■ Referring expression pointing data:
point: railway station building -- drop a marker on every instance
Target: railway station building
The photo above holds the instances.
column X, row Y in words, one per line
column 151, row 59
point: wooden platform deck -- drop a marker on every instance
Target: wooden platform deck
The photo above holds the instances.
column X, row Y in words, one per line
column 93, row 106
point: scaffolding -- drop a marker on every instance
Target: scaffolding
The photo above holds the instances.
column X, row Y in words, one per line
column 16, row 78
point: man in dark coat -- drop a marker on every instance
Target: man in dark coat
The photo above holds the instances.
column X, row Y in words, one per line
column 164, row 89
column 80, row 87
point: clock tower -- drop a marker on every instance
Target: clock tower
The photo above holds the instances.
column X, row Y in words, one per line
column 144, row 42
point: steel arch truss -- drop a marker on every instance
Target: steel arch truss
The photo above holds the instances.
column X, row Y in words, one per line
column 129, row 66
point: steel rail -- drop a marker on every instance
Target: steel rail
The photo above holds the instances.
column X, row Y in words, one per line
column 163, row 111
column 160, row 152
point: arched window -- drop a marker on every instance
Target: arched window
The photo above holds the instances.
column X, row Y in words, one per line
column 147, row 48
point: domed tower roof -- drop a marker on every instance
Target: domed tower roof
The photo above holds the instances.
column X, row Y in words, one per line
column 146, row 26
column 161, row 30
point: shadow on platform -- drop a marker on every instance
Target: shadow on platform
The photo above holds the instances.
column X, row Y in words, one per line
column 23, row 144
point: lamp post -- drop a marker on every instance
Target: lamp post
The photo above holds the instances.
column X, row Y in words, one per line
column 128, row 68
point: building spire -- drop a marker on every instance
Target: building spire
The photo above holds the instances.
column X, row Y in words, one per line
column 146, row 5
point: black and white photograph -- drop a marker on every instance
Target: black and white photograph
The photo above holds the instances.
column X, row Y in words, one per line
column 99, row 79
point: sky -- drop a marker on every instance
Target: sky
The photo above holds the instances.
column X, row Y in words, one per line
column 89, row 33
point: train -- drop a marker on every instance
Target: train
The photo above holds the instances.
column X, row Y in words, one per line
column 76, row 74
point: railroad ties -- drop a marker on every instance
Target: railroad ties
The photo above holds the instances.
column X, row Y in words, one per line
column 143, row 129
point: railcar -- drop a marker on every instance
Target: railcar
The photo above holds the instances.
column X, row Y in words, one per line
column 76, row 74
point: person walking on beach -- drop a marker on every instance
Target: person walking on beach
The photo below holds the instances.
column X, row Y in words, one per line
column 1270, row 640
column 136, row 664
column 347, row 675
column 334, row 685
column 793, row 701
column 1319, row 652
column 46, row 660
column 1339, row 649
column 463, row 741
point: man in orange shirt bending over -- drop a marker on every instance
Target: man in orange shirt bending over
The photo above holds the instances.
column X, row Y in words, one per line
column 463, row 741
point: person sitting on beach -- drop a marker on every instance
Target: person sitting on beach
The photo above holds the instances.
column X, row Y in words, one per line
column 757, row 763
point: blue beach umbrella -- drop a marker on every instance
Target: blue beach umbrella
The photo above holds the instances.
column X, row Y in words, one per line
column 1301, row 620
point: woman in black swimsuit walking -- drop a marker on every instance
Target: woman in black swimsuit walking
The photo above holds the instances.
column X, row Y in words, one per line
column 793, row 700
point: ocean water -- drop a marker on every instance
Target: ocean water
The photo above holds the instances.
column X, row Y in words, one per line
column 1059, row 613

■ ASSIGNMENT:
In the entries above, how many lines contain the word "railway"? Answer with the number only.

■ OUTPUT FOR THIS TASK:
2